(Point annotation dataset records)
+-------+

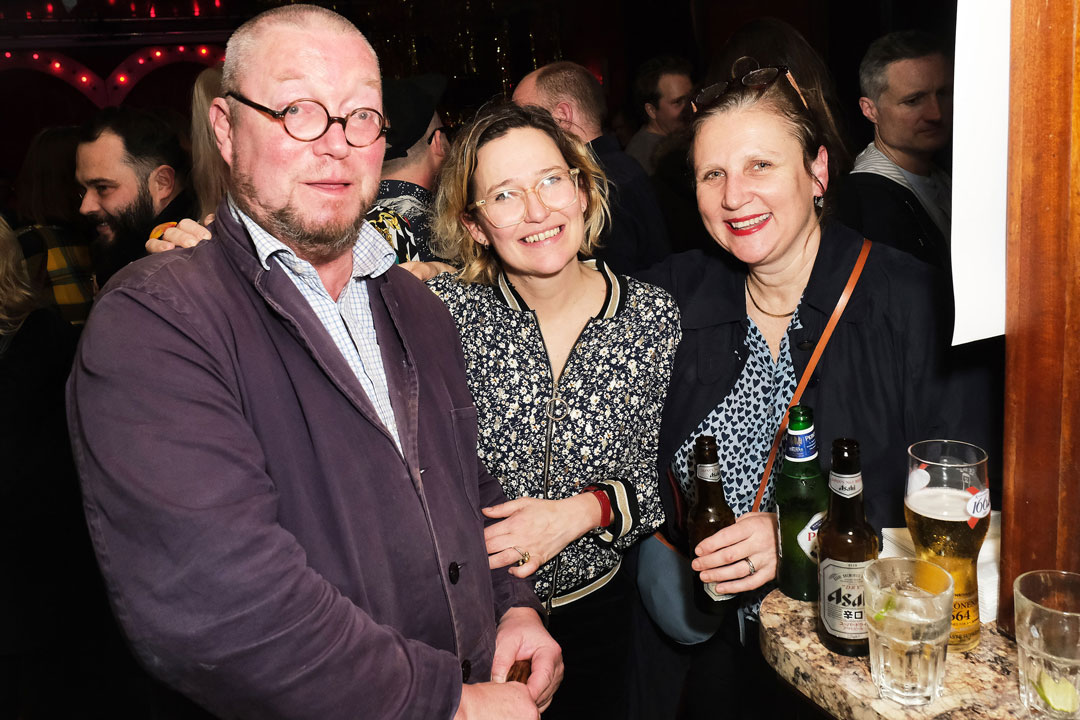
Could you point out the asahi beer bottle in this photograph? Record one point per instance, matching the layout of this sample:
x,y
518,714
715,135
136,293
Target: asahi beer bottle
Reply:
x,y
847,543
801,496
709,514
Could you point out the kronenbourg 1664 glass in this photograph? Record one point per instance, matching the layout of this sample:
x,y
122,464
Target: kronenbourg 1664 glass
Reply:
x,y
947,508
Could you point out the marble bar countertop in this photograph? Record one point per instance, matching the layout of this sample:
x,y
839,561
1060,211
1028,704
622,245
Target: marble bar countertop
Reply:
x,y
980,683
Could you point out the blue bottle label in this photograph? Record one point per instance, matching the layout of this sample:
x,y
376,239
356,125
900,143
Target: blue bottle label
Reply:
x,y
801,445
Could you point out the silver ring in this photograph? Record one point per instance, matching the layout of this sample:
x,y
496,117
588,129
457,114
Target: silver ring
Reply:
x,y
525,555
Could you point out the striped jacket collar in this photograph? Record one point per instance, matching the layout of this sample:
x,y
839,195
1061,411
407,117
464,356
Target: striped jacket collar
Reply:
x,y
613,300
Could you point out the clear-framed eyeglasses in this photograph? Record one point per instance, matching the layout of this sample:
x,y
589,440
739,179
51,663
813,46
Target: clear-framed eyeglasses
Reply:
x,y
308,120
507,207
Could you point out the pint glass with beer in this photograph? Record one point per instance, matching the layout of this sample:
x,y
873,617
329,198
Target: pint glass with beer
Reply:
x,y
947,508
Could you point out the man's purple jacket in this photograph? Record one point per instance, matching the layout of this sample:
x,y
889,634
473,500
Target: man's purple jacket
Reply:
x,y
266,547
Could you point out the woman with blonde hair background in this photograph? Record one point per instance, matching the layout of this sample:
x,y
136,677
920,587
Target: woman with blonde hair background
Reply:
x,y
568,364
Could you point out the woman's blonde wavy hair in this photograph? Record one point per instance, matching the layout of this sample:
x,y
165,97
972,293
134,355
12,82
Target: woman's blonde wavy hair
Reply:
x,y
456,192
16,297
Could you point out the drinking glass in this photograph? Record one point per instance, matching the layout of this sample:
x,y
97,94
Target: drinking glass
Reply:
x,y
947,508
908,611
1048,637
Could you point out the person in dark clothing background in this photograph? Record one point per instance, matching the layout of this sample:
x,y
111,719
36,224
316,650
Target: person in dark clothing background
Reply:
x,y
637,236
133,172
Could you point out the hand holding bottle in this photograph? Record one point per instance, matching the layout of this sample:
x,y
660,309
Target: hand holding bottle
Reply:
x,y
721,557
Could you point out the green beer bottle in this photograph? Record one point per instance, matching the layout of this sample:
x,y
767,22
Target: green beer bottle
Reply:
x,y
709,514
801,497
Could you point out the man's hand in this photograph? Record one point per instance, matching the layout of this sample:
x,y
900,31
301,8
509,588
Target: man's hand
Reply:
x,y
427,270
720,558
186,233
540,527
498,701
522,636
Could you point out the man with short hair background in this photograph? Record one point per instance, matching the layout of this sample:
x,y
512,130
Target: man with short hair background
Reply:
x,y
636,238
275,439
134,174
662,92
895,194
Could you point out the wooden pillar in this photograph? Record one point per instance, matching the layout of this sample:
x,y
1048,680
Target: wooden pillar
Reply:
x,y
1041,492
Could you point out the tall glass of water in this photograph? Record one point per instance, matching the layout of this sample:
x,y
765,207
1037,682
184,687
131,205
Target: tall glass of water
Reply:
x,y
1048,637
908,614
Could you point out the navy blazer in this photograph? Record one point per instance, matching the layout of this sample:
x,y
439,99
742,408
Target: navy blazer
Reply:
x,y
267,548
879,379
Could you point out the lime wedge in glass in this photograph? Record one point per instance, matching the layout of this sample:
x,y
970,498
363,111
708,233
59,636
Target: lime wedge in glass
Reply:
x,y
1058,695
889,605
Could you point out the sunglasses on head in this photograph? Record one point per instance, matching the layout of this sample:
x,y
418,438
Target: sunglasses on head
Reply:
x,y
760,80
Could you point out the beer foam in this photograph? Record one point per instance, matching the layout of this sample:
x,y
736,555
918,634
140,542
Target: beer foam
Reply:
x,y
947,504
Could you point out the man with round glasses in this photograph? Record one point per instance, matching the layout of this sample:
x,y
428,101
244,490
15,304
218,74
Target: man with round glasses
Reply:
x,y
275,439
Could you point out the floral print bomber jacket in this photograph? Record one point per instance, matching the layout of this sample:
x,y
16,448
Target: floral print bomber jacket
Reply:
x,y
598,425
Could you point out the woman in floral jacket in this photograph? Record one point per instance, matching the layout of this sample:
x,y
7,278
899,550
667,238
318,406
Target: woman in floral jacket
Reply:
x,y
568,364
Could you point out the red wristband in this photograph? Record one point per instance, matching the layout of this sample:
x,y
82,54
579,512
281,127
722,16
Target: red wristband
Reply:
x,y
605,505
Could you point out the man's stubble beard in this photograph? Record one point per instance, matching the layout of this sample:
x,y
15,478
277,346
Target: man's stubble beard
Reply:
x,y
313,244
131,228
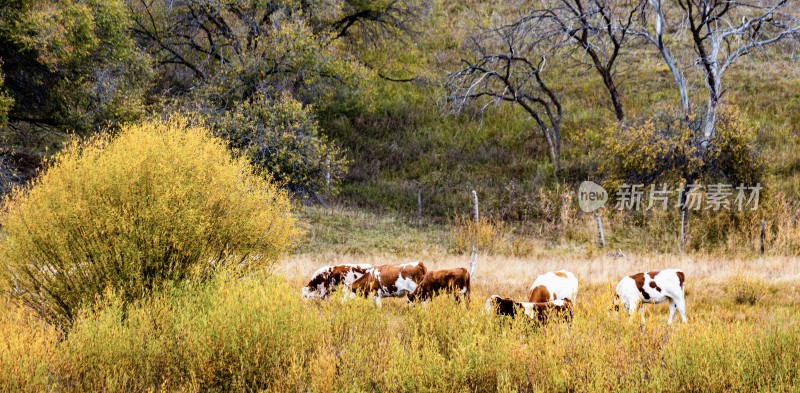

+-------+

**Do this**
Show each line of the data above that contains the word "countertop", copying every such line in full.

**Output for this task**
Could you point out the marble bar countertop in this photograph? Record one point per instance, matching the layout of this sample:
Target: marble bar countertop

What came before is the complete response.